*** Begin section ***

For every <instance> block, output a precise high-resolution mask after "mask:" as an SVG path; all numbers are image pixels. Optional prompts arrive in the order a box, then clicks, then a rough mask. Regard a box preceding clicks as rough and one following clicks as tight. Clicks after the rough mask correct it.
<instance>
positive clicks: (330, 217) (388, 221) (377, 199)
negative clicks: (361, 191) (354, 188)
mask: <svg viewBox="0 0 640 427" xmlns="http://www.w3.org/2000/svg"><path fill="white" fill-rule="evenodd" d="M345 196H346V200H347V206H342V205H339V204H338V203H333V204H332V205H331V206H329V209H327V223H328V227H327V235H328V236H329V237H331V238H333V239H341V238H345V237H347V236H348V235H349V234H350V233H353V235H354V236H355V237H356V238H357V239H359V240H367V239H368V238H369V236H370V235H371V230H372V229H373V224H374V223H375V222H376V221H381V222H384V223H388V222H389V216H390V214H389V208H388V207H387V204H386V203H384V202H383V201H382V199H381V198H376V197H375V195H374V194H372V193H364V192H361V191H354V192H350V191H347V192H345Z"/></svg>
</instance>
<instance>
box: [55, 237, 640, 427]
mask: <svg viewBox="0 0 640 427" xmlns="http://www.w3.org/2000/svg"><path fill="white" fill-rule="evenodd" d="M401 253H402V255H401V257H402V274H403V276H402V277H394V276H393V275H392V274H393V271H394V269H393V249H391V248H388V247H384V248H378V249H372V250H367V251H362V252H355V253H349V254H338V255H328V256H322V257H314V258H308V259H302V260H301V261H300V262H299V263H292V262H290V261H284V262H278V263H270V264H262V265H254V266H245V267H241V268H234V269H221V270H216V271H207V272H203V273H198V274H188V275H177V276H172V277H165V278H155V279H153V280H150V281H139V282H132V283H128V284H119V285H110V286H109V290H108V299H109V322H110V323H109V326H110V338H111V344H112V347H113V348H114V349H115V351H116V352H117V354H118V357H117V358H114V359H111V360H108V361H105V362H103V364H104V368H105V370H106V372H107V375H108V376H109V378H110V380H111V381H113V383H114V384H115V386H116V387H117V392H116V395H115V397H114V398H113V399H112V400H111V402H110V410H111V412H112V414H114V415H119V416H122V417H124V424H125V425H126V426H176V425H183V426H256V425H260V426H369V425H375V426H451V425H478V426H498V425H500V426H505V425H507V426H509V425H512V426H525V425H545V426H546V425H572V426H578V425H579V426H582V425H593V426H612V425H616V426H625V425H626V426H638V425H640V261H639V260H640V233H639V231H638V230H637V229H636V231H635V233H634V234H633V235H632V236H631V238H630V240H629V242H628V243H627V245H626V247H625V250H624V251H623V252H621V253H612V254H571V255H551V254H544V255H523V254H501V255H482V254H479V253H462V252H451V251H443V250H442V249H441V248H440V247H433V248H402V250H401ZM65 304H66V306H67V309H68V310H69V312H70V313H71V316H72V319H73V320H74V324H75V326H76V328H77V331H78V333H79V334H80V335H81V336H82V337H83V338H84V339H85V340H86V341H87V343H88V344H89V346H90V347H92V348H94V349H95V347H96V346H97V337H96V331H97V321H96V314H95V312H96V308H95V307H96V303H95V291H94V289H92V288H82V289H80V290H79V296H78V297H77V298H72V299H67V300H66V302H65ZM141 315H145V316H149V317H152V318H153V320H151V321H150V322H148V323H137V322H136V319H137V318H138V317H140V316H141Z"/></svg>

*** End section ***

Reproduce the data verbatim, beginning with the first line and ending after the line containing "negative clicks: (361, 191) (354, 188)".

- **Output for this task**:
For every <instance> block, output a precise high-resolution mask after "mask:" as an SVG path; all numbers are image pixels. Optional prompts arrive in the order a box, then clicks, then a rough mask. Regard a box preceding clicks as rough and one following clicks as tight. Clicks after the rough mask correct it.
<instance>
positive clicks: (330, 217) (388, 221) (377, 199)
negative clicks: (361, 191) (354, 188)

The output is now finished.